▶ _Exercise details_
Count the lines below that contain the string "white", treating uppercase and lowercase as different. Give only the number.

[Rows from a dataset]
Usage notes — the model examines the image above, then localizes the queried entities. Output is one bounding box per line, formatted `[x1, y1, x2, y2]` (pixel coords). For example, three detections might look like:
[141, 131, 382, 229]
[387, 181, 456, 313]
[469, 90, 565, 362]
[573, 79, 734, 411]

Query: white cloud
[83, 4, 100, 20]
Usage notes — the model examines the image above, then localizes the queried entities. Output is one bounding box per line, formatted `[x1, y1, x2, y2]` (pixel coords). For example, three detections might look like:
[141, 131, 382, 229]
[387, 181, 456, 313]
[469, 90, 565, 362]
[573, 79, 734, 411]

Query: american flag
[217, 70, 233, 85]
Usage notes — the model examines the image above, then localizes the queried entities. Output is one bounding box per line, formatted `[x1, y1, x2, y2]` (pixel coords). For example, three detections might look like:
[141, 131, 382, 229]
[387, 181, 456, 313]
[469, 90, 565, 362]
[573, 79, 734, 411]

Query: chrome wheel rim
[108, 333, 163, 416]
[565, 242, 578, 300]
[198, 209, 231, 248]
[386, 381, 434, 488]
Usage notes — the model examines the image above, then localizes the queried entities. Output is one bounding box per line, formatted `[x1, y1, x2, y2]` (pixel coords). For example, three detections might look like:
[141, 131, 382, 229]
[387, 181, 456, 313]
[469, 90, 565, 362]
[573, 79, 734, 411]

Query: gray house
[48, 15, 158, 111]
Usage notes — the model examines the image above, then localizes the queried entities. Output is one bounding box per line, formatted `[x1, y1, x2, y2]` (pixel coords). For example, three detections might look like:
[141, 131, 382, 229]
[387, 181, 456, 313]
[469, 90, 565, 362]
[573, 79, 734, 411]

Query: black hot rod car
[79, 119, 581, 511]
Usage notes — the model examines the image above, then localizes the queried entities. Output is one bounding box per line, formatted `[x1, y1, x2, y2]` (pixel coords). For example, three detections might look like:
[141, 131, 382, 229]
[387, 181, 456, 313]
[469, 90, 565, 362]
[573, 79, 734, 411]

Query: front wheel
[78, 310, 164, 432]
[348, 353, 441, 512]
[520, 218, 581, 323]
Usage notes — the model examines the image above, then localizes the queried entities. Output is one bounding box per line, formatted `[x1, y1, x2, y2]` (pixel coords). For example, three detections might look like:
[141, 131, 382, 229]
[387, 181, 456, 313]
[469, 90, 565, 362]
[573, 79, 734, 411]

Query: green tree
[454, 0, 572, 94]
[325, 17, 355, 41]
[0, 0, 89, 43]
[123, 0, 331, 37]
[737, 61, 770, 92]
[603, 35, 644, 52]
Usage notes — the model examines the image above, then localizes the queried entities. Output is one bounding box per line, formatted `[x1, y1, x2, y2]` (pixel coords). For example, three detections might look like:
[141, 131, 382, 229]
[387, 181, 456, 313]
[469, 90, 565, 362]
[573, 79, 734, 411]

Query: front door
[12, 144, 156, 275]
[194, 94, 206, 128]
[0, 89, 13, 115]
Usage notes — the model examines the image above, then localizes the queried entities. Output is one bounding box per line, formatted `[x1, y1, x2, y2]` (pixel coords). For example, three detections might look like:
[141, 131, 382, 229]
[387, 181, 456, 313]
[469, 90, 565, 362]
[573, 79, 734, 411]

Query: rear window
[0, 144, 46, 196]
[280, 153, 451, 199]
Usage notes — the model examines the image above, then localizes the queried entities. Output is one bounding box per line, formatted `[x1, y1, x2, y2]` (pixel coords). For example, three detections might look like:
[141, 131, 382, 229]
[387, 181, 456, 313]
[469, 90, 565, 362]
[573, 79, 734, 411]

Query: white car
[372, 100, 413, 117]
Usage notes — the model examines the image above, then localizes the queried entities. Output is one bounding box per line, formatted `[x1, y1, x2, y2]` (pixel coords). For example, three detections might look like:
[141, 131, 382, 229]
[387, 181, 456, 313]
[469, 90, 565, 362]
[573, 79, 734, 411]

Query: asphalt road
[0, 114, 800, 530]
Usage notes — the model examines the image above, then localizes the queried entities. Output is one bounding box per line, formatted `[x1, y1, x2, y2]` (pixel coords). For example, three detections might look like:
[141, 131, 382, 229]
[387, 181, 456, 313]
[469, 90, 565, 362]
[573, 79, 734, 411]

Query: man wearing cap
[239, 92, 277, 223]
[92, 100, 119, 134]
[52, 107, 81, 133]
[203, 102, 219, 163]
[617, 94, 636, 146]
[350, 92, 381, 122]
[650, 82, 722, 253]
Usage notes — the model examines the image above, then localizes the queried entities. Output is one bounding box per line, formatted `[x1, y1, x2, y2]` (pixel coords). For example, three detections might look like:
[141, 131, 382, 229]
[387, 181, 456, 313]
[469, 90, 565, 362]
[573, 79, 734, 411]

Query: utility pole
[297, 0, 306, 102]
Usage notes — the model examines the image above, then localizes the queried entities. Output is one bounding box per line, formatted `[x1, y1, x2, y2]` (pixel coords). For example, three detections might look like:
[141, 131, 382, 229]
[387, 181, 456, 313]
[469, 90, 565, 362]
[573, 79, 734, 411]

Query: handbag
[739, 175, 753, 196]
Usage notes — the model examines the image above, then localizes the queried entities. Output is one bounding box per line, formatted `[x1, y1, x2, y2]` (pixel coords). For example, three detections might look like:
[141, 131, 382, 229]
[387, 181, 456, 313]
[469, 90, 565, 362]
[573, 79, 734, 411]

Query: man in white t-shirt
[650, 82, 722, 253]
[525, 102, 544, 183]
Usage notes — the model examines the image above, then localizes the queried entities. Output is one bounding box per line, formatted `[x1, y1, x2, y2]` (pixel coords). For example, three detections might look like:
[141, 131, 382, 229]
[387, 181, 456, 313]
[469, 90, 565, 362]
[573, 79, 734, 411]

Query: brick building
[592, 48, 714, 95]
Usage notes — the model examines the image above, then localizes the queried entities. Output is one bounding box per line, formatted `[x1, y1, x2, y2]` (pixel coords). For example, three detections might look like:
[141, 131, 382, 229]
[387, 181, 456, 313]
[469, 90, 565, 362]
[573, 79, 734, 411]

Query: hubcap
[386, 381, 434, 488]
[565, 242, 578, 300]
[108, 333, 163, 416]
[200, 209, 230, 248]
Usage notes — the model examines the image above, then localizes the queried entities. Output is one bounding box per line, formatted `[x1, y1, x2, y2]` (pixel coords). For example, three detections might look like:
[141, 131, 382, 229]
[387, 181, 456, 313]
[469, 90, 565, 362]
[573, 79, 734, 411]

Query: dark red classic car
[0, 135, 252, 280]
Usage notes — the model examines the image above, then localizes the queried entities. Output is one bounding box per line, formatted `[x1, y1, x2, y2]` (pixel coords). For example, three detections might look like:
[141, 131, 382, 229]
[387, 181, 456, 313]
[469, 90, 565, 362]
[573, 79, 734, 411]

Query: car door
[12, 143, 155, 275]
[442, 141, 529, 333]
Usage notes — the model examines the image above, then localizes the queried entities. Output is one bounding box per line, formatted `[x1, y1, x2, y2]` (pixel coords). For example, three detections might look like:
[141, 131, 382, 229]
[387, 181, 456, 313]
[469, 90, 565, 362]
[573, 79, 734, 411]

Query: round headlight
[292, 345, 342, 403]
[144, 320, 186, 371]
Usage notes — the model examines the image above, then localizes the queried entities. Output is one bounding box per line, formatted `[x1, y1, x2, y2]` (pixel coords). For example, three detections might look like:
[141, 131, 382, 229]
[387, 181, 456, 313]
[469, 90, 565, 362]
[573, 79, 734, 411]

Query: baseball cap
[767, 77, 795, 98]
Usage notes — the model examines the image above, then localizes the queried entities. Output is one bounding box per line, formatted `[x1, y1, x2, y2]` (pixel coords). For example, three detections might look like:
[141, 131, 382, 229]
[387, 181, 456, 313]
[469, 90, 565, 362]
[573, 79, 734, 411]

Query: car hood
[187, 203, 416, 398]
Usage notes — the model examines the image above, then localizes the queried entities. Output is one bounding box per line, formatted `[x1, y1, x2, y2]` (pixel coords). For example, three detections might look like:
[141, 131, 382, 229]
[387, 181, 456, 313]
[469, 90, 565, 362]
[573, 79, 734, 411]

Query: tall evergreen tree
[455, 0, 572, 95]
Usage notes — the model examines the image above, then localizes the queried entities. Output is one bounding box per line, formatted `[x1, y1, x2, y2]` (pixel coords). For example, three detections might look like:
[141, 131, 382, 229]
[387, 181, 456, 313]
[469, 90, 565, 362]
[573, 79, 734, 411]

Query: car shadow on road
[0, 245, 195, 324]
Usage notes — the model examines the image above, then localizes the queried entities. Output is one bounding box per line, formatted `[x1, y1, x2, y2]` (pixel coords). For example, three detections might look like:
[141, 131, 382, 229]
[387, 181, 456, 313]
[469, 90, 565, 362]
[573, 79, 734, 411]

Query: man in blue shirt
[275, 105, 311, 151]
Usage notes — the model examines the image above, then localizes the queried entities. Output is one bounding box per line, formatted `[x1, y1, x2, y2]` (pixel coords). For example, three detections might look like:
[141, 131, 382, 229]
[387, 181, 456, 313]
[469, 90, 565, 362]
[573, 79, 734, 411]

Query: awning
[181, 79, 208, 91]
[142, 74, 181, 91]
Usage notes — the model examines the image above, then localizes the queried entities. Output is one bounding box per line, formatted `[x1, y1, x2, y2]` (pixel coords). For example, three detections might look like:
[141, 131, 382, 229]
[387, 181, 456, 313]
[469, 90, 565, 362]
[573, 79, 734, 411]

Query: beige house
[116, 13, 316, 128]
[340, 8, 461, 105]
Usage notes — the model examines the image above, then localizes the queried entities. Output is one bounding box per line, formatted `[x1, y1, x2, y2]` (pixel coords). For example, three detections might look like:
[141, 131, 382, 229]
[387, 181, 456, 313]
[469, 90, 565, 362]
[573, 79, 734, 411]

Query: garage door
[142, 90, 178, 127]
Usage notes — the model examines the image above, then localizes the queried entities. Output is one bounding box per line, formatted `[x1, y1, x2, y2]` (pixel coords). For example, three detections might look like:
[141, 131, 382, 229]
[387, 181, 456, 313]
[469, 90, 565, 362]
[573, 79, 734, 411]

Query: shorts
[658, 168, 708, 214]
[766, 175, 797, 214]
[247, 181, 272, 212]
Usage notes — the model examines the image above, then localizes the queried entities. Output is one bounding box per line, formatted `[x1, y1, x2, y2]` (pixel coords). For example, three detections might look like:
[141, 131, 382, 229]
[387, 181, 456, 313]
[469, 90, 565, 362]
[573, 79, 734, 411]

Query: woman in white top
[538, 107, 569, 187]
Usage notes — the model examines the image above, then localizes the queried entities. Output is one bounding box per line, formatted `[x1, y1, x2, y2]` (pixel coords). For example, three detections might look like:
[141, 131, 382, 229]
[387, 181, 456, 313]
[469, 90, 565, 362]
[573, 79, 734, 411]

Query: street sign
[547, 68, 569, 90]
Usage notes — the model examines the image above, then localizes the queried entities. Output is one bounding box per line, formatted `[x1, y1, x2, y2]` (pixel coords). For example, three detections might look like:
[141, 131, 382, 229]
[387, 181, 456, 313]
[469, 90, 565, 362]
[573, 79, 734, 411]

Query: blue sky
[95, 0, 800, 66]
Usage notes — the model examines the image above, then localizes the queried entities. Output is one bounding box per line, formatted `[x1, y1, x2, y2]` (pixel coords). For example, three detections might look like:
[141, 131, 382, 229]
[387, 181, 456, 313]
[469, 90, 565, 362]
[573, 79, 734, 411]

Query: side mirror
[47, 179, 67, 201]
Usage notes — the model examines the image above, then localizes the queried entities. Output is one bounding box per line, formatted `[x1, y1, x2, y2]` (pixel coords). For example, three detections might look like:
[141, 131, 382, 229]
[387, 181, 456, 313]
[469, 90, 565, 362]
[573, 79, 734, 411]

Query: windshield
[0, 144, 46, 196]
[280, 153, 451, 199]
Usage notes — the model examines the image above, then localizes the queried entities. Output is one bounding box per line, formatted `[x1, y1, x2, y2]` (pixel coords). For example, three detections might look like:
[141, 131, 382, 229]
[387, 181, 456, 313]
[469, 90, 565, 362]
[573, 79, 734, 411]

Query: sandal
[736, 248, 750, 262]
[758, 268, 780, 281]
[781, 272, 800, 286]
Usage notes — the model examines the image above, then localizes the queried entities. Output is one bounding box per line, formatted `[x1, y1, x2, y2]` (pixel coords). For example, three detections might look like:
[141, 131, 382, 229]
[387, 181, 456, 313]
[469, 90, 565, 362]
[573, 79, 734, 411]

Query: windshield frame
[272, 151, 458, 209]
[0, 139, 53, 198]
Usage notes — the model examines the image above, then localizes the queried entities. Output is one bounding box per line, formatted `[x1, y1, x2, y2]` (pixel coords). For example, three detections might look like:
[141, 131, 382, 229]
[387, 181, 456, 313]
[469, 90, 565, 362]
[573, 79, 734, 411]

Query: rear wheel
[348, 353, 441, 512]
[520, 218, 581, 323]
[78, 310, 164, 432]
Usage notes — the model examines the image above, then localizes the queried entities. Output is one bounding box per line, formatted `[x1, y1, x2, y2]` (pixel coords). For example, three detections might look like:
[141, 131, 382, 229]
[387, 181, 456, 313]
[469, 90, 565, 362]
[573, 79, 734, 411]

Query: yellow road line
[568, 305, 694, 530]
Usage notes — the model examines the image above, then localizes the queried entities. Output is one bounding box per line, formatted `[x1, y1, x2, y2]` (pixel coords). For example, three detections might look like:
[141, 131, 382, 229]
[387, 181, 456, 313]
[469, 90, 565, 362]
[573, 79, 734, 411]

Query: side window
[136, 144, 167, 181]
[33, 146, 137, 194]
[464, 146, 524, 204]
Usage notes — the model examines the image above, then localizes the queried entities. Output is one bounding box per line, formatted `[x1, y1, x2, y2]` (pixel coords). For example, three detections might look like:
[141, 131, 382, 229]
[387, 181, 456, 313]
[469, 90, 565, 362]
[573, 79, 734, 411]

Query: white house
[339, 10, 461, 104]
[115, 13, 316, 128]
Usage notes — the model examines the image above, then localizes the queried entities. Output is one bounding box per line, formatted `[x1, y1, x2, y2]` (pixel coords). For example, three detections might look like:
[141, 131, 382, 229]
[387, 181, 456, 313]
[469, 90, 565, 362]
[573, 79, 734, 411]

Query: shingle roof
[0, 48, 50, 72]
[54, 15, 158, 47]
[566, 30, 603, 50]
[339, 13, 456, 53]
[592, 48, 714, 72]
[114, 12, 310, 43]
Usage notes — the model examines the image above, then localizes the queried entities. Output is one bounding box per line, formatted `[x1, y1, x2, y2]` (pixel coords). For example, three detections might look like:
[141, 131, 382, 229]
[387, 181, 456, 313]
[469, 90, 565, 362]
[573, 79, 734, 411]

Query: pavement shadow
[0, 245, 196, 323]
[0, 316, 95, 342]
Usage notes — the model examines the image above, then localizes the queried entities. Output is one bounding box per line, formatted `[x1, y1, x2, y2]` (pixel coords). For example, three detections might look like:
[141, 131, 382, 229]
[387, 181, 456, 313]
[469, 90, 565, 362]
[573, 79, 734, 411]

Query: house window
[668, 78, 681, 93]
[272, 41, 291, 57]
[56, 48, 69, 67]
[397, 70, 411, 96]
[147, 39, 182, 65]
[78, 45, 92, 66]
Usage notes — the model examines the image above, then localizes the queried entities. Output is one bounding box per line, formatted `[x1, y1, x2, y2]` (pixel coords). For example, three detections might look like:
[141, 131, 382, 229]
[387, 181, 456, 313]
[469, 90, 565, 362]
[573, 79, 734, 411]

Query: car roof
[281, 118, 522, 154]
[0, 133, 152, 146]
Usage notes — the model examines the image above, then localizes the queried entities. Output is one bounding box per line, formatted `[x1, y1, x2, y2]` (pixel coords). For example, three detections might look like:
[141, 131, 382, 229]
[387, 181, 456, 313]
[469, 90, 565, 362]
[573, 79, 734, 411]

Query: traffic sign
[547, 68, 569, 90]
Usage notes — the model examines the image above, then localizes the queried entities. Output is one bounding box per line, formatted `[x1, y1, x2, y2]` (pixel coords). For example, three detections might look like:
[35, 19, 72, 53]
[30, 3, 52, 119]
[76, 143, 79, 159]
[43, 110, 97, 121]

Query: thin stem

▶ _Output for this task_
5